▸ REQUIREMENT:
Return all the entries exactly, keeping pictures out.
● ● ●
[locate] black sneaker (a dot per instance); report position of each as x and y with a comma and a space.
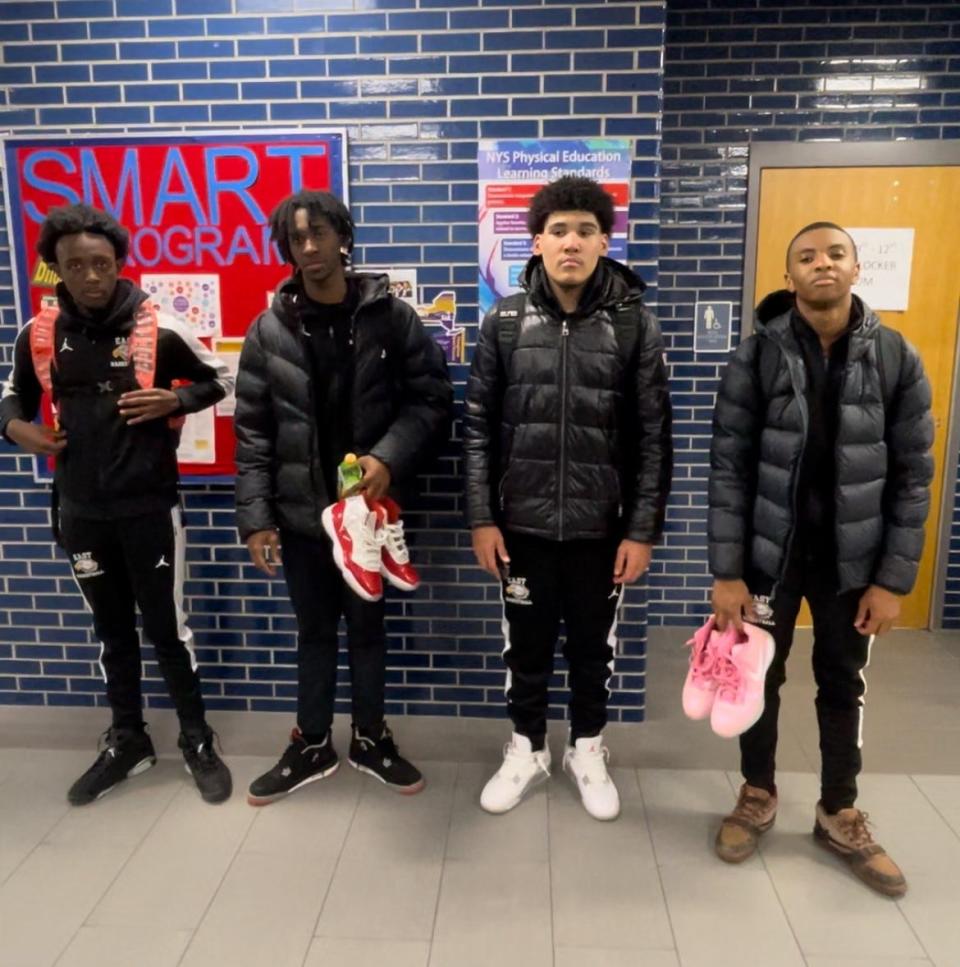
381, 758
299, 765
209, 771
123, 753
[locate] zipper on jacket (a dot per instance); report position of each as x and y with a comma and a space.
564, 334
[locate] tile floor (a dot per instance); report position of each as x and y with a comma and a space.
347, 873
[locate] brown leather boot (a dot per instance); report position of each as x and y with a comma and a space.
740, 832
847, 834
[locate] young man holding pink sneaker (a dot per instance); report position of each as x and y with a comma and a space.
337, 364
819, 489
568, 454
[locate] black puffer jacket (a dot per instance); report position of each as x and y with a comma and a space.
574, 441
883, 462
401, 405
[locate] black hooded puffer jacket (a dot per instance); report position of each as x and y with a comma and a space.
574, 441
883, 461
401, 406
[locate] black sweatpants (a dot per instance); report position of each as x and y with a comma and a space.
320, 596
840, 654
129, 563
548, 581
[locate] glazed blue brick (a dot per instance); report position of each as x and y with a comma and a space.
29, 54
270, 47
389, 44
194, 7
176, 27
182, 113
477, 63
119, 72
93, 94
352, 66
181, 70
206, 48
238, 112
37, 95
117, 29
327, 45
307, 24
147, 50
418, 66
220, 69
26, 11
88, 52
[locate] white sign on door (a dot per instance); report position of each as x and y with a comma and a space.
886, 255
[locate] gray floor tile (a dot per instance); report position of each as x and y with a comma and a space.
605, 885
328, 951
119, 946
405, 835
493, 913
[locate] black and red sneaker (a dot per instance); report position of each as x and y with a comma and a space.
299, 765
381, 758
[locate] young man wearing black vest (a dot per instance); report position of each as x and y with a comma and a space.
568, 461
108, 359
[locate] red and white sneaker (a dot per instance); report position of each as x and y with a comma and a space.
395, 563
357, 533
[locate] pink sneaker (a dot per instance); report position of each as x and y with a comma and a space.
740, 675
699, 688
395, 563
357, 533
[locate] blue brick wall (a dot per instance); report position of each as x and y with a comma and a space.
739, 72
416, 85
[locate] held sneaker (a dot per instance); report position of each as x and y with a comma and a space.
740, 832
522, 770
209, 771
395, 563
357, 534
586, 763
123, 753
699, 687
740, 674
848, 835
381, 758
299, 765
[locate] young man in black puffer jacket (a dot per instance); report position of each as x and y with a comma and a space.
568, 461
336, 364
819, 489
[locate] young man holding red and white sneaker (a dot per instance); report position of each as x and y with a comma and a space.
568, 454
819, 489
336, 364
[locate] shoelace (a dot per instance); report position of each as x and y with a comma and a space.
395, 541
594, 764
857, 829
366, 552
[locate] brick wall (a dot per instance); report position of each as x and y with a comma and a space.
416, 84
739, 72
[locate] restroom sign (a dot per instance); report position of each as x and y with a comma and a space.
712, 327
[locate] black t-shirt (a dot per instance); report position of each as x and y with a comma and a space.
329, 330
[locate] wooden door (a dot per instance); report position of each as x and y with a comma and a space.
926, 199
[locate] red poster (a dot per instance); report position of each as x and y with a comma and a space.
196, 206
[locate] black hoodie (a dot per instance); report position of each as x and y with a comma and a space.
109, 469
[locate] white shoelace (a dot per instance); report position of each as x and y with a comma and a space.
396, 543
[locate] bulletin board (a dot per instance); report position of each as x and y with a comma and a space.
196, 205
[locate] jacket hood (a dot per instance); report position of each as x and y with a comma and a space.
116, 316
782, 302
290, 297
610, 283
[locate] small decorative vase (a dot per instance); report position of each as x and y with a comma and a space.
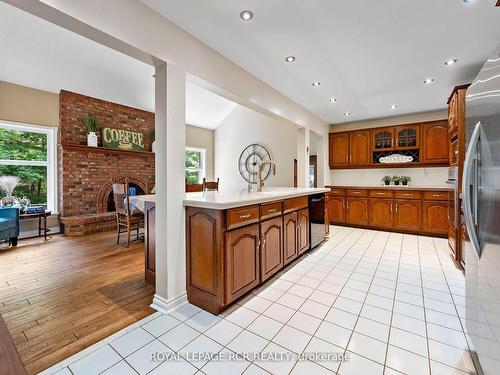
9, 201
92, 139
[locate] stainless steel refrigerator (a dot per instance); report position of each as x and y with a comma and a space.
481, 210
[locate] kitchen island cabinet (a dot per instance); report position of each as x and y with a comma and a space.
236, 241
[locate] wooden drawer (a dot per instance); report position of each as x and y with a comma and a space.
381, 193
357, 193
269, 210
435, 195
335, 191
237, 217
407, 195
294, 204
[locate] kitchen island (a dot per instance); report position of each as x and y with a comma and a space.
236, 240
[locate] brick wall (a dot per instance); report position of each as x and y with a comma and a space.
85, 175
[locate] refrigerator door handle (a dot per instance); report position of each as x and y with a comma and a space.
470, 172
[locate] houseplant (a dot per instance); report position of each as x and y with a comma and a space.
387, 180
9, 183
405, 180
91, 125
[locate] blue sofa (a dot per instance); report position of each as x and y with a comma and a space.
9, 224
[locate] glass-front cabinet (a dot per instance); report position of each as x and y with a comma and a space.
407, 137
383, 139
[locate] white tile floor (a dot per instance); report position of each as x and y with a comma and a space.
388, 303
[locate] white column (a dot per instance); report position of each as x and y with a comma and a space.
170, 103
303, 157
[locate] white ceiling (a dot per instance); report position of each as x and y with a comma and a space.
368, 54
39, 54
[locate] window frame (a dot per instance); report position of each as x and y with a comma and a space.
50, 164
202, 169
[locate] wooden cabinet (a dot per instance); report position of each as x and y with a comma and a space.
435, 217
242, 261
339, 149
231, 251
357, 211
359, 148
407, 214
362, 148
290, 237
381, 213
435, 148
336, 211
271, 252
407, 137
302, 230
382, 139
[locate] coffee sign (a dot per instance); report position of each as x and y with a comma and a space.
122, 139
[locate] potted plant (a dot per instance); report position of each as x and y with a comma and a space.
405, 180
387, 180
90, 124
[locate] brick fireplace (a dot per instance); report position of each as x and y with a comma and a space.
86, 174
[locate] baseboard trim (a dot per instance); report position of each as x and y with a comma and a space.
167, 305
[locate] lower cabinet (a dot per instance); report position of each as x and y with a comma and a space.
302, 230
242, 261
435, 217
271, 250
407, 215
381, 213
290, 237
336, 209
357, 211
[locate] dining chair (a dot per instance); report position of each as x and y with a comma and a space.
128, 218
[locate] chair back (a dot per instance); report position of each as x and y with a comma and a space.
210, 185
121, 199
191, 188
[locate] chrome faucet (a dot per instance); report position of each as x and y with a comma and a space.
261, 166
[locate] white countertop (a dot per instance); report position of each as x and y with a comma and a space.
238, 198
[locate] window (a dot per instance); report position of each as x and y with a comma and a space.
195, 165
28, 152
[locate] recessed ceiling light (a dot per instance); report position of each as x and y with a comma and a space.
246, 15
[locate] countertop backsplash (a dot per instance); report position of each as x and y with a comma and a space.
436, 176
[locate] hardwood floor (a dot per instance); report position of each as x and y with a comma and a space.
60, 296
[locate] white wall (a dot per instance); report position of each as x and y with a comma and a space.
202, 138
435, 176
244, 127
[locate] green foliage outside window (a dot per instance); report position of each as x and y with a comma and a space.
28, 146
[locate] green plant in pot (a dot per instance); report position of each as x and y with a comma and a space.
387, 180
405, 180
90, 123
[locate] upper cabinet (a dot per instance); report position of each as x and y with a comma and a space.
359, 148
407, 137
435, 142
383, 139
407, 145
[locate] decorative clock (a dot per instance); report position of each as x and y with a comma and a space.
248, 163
● ● ●
▸ EXERCISE SOLUTION:
[locate] black sneaker (a dot per instance); report position of each as x and y with a comma and a space.
381, 758
299, 765
209, 771
123, 753
[locate] zipper on jacket (a dot per instance); report position of each as x and y with a comma and a space.
564, 334
[locate] tile floor (a dot per instance); report position of each as x and y with a comma and a space.
347, 873
[locate] brown leather boot (a dot per instance); report position of each as x and y with a comma and a space.
740, 832
847, 834
[locate] young man holding pink sneaker (a dot per instance); report position of each as x and y with a comma and a space.
337, 364
819, 489
568, 454
[locate] black puffer jacket (a dot per instance); report position of each as x and y with a comma and a space.
574, 441
883, 462
401, 405
[locate] black hooded puffer jacket (a dot per instance); report position of each as x and y with a comma and a space.
574, 441
883, 461
401, 406
[locate] black sweatpants (a dot per instance); report position of each as x and y with a comma and a space.
320, 596
840, 654
129, 563
548, 581
[locate] glazed blue brick (a dot per instance); report position of each as x and y with a comma and a space.
29, 54
270, 47
389, 44
194, 7
176, 27
182, 113
477, 63
119, 72
93, 94
352, 66
181, 70
206, 48
238, 112
37, 95
117, 29
327, 45
307, 24
147, 50
418, 66
220, 69
26, 11
88, 52
[locate] white sign on door (a dot per instance); report position of each as x and y with a comma and a space.
886, 255
[locate] gray floor tile (a dot per instance); report position of each as x and y with a comma and a space.
605, 885
328, 951
119, 946
405, 835
493, 913
[locate] black and red sneaker (a dot per instance); report position of each as x and y with a comma and a space.
299, 765
381, 758
[locate] young man wearing black vest (a dot per instance); report position of each as x and y with a comma and a space.
568, 461
108, 359
[locate] red and white sneaker (a dot per instance); report position of each as x and y with a comma and a space.
395, 563
357, 533
[locate] pink sneaker (a dot per instance); report position of each as x and y with a comma and a space.
740, 675
699, 688
395, 563
357, 533
[locate] blue brick wall (a dot per instance); report position of each as x and y with a comma and a space.
739, 72
416, 85
[locate] held sneaker (a dot per instance); report position of each as x and y with a comma and a space.
740, 832
522, 770
209, 771
395, 563
357, 534
586, 763
123, 753
699, 687
740, 674
848, 835
381, 758
299, 765
[locate] young man in black puffer jacket (a dot per instance); report position of each as x and y with a comma and a space.
568, 461
336, 364
819, 489
[locate] young man holding red and white sneaker (a dot per instance); report position of each as x and y with a comma and a space.
568, 454
819, 489
336, 364
[locate] shoelace (a dot per instance); report position of each as x and y with a comma and a space.
395, 541
594, 764
857, 829
366, 552
[locate] brick wall (a dot per instance); report position of each as x and y with a comma and a space.
416, 84
739, 72
[locate] restroom sign (a dot per instance); report position of each as x and y with a comma and a space.
712, 327
[locate] black t-shirt (a dot per instance); report position of each as x and y with a comma and a space.
329, 330
[locate] wooden door (a dot per instance); report position of each as x and y with a comma and a space.
926, 199
[locate] red poster (a dot per instance); report position of each as x and y with a comma and a space.
196, 206
[locate] black hoodie (a dot per instance); report position of each as x and y with a comma and a space.
109, 469
[locate] white shoelace (a dot per instance); report position of each as x and y with a comma and a space.
396, 543
[locate] bulletin board (a dot per instance); report position of each as x and y with a comma and a space.
196, 205
[locate] jacket hood (a dot per instance); report position of each as x and y with a comma and a space.
116, 316
782, 302
290, 297
610, 283
[locate] small decorative vase (a dot per instance); report position of each as x and y with a comma and a space.
9, 201
92, 139
[locate] stainless steel refrigerator (a dot per instance); report position of each as x and y with a comma and a space.
481, 210
[locate] kitchen island cabinet (a dot per instance); report position of each as x and y with a comma and a space.
236, 241
[locate] wooden drawer (a dot per instance); report position of each as x and y with a comma and a space.
381, 193
357, 193
269, 210
435, 195
335, 191
237, 217
407, 195
294, 204
[locate] kitchen island (a dot per instance); report position of each as x and y with a comma and a space.
236, 240
[locate] brick wall (a dot per instance); report position of each as x and y with a comma and a space.
85, 175
[locate] refrigerator door handle (a dot per instance); report position of each as x and y with a comma and a space.
470, 172
[locate] houseplant (a dot per instance); report position of each as x and y with a comma and a space.
387, 180
9, 183
405, 180
91, 125
[locate] blue sofa (a dot per instance); report position of each as x and y with a comma and a space.
9, 224
[locate] glass-front cabinet (a dot per instance); report position of each as x and y with a comma and a space.
407, 137
383, 139
[locate] white tile floor (a dot per instance); report position of each as x and y with a comma and a space.
388, 303
[locate] white column (a dot per instance); report position of each as x and y with a comma and a space.
170, 103
303, 157
[locate] white ceiling (a dot per instance); report position of each as x and y with a comma and a space.
368, 54
39, 54
[locate] window frame (a dot per instance); report position of each as x and y with a comma and a space.
50, 164
202, 169
[locate] wooden cabinet (a dot per instance); report position of each as x and y with a comma and a space.
435, 217
242, 261
339, 149
231, 251
357, 211
359, 148
407, 214
362, 148
290, 237
381, 213
435, 148
336, 211
271, 252
407, 137
302, 230
382, 139
[locate] coffee sign (a dot per instance); report position of each as x and y with a comma and a space.
122, 139
[locate] potted plant (a dot per instance); report position of each as x and y with a comma and a space.
405, 180
387, 180
90, 124
[locate] brick fireplace (a dot per instance); report position of each as x and y with a comma and a space.
86, 174
[locate] baseboard trim (a dot per instance); report position of each as x and y with a comma and a space.
167, 305
[locate] lower cabinet (a dot per instance); report position of each as x and y with a comma and a space.
302, 230
242, 261
435, 217
271, 250
407, 215
381, 213
290, 237
336, 209
357, 211
[locate] dining chair (a dot per instance); report position of each as x and y with a comma and a space.
128, 218
[locate] chair back (a dot per instance); report position of each as x and y with a comma and a space.
210, 185
121, 199
191, 188
[locate] chrome faucet (a dot per instance); report position of each as x and y with a comma and a space.
261, 166
[locate] white countertop (a dot per instance); report position of each as x and y with a comma and a space.
238, 198
[locate] window (a dot per instance); report position of each as x and y with a comma and a space.
195, 165
28, 152
[locate] recessed ceiling light (a dot per instance); report position of each as x and y with a comma and a space.
246, 15
[locate] countertop backsplash (a dot per instance); report position of each as x and y with a comma and a space.
436, 176
[locate] hardwood floor (a dot per instance); report position of each as x and y with a comma and a space.
60, 296
[locate] white wall (a dot per instance); report position of each as x and y with a comma and a space.
202, 138
435, 176
244, 127
[locate] green foliage outside window (a dot per instance); report position of each as x and y with a comma and a space.
28, 146
[locate] green plant in pot (a dot per instance); report position of each as x and y with a comma and a space.
387, 180
405, 180
90, 123
[locate] upper cabinet (a dot per instance); report position of each as x and y with a comma and a space.
359, 148
407, 137
435, 142
383, 139
407, 145
[locate] decorative clock (a dot per instance); report position of each as x and y with a comma and a space.
248, 163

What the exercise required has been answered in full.